Your goal: Repeat exactly, and only, the lines of the entries below from the one with "Q: For each instance of the baked" through the one with "Q: For each instance of the chocolate chip cookie", both ends included.

:::

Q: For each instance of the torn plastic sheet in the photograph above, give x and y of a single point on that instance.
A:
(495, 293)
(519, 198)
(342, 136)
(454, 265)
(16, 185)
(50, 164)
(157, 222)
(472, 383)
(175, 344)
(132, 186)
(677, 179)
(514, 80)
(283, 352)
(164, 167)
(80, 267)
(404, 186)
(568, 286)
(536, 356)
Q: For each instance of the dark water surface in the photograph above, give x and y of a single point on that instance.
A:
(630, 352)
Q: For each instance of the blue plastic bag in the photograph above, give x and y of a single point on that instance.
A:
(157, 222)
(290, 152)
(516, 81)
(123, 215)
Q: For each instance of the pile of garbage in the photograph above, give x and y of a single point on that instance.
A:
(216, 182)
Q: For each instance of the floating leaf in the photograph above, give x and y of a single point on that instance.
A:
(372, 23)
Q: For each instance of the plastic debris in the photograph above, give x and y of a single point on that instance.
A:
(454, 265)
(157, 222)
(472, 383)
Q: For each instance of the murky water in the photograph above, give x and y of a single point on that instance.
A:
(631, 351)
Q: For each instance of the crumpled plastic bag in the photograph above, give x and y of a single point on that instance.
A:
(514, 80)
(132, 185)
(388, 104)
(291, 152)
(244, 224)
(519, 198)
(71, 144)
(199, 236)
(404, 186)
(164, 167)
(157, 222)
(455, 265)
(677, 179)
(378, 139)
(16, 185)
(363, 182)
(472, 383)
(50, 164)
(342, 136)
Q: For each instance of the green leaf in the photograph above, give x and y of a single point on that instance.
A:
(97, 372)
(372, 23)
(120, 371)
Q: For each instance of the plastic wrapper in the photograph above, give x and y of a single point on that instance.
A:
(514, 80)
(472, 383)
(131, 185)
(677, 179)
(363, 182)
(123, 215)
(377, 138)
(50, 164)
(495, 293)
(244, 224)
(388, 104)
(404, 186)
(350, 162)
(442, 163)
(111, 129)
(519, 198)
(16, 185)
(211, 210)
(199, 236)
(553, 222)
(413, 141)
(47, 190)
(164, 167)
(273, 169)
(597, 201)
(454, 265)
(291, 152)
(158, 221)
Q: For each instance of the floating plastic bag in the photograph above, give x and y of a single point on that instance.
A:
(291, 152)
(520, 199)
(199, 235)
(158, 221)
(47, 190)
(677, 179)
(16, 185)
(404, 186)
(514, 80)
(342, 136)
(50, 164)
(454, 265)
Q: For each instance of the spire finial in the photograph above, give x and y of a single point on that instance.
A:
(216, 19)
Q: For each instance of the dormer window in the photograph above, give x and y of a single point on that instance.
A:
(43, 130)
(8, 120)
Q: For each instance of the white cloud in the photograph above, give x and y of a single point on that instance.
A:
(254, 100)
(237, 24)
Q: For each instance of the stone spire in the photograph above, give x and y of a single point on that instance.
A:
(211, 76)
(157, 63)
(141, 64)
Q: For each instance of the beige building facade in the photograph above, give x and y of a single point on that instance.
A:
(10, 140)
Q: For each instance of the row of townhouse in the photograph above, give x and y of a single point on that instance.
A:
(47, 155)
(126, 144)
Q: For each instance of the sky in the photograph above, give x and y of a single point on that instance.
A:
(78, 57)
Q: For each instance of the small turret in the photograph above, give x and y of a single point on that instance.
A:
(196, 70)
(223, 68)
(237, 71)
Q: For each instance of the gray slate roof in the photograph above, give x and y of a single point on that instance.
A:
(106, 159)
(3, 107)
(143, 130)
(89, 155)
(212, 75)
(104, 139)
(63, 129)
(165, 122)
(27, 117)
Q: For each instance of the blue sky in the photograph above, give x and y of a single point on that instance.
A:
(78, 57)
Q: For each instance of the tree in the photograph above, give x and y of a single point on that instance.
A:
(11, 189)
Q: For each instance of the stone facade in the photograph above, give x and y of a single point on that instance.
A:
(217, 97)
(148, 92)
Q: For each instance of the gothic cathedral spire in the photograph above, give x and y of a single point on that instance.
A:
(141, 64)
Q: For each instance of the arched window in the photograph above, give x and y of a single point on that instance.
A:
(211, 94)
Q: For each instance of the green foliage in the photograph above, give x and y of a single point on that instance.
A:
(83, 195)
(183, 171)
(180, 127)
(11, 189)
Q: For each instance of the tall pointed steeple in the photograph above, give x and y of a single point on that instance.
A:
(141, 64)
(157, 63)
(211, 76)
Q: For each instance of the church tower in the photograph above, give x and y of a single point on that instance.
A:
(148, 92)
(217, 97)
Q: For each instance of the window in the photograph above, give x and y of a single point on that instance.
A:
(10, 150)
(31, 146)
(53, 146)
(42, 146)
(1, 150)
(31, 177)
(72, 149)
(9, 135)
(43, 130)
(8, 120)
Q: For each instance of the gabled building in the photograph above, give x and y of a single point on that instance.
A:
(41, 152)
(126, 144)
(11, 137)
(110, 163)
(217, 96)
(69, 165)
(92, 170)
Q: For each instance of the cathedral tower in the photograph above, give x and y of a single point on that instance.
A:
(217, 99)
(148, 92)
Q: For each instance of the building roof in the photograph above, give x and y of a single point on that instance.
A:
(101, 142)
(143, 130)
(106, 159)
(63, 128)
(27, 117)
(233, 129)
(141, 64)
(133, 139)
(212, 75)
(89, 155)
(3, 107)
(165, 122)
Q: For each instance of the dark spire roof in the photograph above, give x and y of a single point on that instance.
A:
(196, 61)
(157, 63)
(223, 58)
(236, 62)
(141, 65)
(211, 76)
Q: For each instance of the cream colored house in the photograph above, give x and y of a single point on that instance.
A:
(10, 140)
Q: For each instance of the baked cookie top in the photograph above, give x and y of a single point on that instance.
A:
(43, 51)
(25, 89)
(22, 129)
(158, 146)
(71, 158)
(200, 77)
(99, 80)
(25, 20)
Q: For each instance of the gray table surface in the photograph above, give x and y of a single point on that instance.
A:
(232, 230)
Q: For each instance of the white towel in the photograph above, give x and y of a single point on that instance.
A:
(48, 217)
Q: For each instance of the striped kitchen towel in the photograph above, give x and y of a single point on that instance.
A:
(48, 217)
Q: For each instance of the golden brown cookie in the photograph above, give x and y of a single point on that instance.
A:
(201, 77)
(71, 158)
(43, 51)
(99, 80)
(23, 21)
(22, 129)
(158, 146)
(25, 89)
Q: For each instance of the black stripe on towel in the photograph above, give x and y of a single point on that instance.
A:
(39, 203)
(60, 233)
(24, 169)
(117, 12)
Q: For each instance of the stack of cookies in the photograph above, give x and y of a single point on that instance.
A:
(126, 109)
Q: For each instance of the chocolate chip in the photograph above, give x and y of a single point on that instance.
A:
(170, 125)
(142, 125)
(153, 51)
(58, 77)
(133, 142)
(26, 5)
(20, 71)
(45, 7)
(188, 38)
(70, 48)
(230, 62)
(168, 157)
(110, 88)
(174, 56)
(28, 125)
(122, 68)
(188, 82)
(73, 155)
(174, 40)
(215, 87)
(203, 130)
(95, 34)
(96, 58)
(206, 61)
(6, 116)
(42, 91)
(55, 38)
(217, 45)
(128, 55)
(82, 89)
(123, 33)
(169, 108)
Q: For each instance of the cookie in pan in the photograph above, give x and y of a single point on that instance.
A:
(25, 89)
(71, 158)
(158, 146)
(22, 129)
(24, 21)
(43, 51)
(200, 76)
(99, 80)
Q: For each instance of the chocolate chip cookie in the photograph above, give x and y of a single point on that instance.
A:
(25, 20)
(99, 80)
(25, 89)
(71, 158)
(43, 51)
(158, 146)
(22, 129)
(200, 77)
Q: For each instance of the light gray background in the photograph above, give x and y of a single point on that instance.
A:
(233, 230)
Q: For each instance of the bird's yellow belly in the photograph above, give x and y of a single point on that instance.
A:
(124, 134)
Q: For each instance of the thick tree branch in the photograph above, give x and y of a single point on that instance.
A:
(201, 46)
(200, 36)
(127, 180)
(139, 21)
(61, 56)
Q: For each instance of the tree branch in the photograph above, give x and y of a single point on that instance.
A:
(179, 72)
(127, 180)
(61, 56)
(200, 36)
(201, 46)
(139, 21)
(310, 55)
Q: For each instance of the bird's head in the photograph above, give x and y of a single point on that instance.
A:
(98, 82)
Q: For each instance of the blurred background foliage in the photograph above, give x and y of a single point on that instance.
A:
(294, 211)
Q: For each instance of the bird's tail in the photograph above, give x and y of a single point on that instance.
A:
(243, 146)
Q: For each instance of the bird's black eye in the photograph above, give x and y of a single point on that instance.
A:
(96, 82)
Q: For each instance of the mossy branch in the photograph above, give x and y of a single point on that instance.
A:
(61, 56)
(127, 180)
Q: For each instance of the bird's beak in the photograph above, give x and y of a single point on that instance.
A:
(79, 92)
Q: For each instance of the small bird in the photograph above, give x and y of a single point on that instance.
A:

:::

Task response:
Q: For each instance of the baked cookie top in the photograph above, give x and y of a single point on that instance.
A:
(43, 51)
(25, 89)
(22, 129)
(158, 146)
(71, 158)
(200, 77)
(99, 80)
(25, 20)
Q: For each instance of the gray table surface in the photograph above, give x and y of a single point on that instance.
A:
(232, 230)
Q: For each instance of the white towel in the photograph above, give x and y of a single point on that instance.
A:
(48, 217)
Q: For each instance of the striped kitchen towel in the photograph above, give x and y of a single point on that instance.
A:
(48, 217)
Q: For each instance of the golden brown cookie in the photograph above, give x and y of a single point on that instance.
A:
(201, 77)
(71, 158)
(43, 51)
(99, 80)
(23, 21)
(22, 129)
(158, 146)
(25, 89)
Q: For each instance of the black stripe on towel in the photograph above, give x and y of a single point on that instance.
A:
(39, 203)
(60, 233)
(24, 169)
(117, 12)
Q: For each instance of the stack of cookies in the photograph above, give x and y of a single point on that instance.
A:
(126, 109)
Q: For each instance of the chocolate chip in the photograph above, give x and y of a single point on that instance.
A:
(170, 125)
(142, 125)
(153, 51)
(58, 77)
(133, 142)
(26, 5)
(20, 71)
(45, 7)
(188, 38)
(70, 48)
(230, 62)
(168, 157)
(110, 88)
(174, 56)
(28, 125)
(122, 68)
(188, 82)
(73, 155)
(174, 40)
(215, 87)
(203, 130)
(95, 34)
(96, 58)
(206, 61)
(6, 116)
(42, 91)
(55, 38)
(217, 45)
(128, 55)
(82, 89)
(123, 33)
(169, 108)
Q: For each instance of the cookie in pan in the photograph above, give x and y of a single point on that instance.
A:
(25, 89)
(71, 158)
(158, 146)
(22, 129)
(24, 21)
(43, 51)
(200, 76)
(99, 80)
Q: For each instance of the chocolate chip cookie in the photograph above, give x and y of a single point on that instance.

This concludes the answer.